How to complete this task. Taking the line with "the gray suit" as the first and the line with "of the foil" as the last, set down exactly every line in that range from the entries below, and no more.
Data to use Start Marker
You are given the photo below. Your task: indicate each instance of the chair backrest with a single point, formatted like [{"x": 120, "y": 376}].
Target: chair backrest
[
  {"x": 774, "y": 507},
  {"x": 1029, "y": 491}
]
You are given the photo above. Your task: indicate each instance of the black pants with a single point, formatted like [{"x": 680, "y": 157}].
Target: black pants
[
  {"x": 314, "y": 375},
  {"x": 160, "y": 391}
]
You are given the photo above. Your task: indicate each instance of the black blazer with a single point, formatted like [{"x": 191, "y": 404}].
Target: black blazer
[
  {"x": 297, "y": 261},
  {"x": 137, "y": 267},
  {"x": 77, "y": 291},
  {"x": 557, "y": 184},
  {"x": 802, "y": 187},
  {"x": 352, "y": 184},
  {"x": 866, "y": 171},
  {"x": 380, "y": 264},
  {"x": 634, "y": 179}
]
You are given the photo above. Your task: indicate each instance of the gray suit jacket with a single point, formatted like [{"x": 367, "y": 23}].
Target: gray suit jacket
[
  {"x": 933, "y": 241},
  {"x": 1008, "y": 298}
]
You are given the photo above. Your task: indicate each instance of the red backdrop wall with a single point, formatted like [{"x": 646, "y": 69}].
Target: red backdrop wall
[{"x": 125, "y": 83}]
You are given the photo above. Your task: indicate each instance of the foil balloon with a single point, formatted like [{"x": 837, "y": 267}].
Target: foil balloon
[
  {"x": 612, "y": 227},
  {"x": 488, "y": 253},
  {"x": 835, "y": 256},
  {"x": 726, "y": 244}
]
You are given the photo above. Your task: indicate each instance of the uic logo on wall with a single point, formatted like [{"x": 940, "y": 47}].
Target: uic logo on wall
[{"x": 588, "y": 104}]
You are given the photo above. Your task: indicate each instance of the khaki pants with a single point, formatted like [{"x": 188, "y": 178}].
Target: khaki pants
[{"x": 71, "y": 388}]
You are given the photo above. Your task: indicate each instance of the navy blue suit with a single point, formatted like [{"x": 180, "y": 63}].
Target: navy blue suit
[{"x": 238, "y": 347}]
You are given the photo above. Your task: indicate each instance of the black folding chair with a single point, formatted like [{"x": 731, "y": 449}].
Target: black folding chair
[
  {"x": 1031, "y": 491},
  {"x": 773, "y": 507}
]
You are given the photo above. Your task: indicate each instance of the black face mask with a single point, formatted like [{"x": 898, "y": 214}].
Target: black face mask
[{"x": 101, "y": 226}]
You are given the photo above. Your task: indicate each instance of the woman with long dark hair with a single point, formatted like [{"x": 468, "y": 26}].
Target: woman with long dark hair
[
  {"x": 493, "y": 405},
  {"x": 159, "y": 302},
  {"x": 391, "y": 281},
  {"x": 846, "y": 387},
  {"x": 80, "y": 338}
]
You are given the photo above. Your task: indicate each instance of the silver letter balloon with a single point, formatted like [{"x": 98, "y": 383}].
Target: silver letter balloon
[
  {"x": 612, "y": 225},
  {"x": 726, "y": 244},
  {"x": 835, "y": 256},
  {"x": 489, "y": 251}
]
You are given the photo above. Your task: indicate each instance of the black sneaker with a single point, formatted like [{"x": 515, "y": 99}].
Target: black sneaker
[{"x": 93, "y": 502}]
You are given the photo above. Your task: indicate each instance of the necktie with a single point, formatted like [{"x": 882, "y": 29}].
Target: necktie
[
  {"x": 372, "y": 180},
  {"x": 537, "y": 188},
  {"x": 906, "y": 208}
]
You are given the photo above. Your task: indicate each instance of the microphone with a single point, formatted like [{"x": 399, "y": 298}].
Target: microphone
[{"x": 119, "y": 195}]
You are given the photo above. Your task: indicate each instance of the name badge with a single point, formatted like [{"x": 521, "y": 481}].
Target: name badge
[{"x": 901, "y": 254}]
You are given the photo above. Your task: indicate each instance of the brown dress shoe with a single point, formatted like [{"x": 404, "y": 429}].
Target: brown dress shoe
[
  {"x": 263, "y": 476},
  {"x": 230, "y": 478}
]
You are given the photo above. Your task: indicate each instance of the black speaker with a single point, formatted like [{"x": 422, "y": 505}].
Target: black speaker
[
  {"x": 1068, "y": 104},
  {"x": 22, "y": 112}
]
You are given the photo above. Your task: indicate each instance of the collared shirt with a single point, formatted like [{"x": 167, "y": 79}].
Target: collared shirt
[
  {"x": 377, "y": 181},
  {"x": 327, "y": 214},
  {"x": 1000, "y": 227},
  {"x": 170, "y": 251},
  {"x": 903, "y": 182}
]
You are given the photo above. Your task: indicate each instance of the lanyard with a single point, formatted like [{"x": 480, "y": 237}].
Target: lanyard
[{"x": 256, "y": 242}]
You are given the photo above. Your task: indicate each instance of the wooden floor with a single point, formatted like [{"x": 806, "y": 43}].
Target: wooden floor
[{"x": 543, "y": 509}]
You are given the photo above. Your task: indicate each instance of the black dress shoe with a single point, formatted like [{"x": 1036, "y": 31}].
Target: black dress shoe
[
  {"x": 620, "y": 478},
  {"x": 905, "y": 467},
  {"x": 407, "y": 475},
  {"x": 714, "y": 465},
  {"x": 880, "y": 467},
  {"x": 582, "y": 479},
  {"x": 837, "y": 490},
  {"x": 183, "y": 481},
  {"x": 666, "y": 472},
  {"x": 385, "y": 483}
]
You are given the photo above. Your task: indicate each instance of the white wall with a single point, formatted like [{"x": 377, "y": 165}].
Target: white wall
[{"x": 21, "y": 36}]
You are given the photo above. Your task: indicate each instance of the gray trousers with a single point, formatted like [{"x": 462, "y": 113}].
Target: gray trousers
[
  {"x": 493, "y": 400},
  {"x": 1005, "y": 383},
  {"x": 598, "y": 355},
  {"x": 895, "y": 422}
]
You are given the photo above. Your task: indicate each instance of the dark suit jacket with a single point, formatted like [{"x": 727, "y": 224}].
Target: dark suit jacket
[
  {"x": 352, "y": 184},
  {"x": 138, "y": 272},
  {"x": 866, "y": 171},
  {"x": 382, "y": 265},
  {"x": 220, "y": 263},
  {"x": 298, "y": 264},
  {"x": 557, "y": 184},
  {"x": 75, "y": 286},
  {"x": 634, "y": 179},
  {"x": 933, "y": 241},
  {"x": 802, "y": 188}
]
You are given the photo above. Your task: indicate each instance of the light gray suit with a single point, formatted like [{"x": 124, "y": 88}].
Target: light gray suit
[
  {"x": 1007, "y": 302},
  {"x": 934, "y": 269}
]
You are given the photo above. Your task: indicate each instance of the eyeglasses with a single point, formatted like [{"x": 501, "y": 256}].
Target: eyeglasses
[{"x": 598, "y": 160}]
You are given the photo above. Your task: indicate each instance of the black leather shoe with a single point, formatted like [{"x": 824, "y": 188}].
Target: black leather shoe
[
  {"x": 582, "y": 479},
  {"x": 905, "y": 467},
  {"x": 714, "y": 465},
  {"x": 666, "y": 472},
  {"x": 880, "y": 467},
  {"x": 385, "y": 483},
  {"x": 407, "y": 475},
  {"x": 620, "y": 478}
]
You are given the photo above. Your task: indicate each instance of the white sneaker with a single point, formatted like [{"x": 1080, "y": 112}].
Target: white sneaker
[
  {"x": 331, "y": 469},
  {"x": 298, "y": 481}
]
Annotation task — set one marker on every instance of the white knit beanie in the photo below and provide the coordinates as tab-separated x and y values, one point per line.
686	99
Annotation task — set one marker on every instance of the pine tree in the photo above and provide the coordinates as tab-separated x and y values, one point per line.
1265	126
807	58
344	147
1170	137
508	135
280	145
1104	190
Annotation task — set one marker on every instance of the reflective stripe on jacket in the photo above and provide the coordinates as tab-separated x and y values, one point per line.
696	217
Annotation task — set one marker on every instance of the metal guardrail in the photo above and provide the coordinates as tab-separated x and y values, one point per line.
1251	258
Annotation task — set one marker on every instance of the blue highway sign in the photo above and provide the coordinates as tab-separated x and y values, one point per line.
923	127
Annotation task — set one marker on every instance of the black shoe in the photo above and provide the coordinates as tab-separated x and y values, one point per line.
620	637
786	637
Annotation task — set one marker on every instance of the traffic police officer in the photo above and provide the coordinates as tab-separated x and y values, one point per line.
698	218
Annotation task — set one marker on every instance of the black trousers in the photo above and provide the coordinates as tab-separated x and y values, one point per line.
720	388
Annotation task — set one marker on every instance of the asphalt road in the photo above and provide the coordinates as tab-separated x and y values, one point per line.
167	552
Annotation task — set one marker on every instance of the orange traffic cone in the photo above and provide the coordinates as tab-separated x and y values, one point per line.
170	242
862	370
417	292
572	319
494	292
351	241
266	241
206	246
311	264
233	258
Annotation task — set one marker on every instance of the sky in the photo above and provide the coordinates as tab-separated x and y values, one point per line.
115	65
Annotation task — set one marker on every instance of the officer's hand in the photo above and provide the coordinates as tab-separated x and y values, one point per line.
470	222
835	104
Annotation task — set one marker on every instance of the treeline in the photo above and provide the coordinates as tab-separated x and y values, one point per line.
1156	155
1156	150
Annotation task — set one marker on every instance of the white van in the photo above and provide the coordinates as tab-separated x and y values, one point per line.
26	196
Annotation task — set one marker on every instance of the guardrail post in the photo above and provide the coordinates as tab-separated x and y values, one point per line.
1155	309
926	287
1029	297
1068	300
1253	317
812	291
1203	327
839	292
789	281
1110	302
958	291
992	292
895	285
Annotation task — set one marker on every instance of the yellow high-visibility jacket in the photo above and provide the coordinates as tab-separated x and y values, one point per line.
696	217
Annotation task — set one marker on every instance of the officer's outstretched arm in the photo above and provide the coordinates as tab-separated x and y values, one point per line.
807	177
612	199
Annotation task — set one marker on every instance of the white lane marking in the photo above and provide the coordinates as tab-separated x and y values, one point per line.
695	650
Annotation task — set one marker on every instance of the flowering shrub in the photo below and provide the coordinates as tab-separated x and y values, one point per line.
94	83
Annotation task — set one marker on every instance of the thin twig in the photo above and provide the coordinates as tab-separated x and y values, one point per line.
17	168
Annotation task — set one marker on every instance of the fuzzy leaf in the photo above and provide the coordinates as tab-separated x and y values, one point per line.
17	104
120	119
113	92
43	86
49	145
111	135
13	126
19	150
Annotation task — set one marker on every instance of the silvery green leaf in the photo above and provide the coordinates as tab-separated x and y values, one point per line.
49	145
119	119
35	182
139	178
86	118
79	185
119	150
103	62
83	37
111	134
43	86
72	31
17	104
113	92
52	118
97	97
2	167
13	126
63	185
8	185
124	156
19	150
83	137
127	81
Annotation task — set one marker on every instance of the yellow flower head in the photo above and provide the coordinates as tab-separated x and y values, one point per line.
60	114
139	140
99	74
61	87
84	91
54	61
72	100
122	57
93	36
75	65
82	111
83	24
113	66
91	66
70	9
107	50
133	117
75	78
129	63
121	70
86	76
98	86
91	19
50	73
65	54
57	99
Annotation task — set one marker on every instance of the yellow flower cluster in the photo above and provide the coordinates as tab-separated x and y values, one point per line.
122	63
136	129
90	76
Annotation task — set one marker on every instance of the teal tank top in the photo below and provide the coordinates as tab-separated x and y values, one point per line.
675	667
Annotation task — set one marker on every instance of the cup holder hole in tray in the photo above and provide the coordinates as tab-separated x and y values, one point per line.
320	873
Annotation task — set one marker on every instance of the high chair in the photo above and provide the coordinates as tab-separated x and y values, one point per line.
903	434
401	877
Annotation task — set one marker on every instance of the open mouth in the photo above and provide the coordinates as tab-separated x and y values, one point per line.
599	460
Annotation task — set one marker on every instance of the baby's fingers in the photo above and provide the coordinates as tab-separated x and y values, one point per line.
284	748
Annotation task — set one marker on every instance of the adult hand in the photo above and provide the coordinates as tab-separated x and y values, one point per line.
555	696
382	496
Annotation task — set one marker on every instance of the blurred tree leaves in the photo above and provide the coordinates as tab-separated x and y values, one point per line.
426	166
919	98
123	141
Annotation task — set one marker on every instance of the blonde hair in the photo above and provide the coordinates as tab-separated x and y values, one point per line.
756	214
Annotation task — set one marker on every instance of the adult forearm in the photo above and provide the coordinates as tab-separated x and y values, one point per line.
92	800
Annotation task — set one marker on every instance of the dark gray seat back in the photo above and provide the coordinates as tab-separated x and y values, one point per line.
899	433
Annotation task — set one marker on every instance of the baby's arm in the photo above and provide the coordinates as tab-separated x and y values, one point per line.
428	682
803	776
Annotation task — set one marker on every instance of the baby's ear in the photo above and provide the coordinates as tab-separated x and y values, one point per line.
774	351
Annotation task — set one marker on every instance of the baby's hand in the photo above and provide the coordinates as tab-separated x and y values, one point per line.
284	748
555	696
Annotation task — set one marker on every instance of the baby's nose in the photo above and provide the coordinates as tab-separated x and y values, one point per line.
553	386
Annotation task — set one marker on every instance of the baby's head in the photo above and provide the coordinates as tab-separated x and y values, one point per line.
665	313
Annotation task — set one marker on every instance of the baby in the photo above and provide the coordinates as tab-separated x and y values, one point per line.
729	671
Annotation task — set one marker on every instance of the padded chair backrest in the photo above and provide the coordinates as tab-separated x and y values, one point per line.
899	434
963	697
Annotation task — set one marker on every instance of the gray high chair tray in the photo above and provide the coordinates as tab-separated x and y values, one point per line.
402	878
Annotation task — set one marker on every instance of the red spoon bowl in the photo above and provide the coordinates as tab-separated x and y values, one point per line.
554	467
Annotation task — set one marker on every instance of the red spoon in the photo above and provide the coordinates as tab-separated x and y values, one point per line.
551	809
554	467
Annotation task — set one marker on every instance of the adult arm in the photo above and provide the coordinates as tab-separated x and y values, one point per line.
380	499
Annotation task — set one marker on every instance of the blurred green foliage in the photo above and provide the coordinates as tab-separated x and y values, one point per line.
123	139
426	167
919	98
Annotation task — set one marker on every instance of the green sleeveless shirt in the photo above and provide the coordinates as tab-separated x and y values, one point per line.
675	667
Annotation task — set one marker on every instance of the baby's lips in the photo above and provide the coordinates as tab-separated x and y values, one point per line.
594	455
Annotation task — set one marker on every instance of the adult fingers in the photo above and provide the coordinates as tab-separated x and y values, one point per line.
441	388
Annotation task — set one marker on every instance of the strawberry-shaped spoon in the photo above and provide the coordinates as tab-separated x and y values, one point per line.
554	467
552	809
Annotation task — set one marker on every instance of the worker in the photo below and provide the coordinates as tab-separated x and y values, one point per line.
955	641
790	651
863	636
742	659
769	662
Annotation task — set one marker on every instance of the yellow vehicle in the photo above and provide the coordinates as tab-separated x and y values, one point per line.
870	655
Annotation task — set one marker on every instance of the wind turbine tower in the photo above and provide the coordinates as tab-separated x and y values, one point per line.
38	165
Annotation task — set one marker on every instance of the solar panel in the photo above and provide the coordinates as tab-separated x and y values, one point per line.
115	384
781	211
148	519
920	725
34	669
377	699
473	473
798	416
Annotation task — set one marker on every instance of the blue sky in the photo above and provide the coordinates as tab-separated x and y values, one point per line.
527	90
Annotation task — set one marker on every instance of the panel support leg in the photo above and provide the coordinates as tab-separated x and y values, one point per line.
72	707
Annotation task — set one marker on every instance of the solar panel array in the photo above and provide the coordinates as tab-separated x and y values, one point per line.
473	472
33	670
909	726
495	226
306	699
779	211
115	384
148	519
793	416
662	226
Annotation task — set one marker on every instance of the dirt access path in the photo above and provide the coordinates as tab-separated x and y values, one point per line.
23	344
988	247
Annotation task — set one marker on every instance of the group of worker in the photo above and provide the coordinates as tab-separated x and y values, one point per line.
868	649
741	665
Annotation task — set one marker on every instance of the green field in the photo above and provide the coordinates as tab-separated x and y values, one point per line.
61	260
Data to use End Marker
Reply.
You are given the photo above. Your task: indicate each instance of the gray suit jacket with a single point, formatted like [{"x": 367, "y": 23}].
Target: gray suit jacket
[
  {"x": 933, "y": 241},
  {"x": 1008, "y": 298}
]
You are given the photo above. Your task: indicate each instance of the red backdrop wall with a single point, formatted like [{"x": 646, "y": 69}].
Target: red backdrop wall
[{"x": 125, "y": 83}]
You are given the photo above. Your task: indicate each instance of the foil balloon with a single point, formatted like [{"x": 837, "y": 267}].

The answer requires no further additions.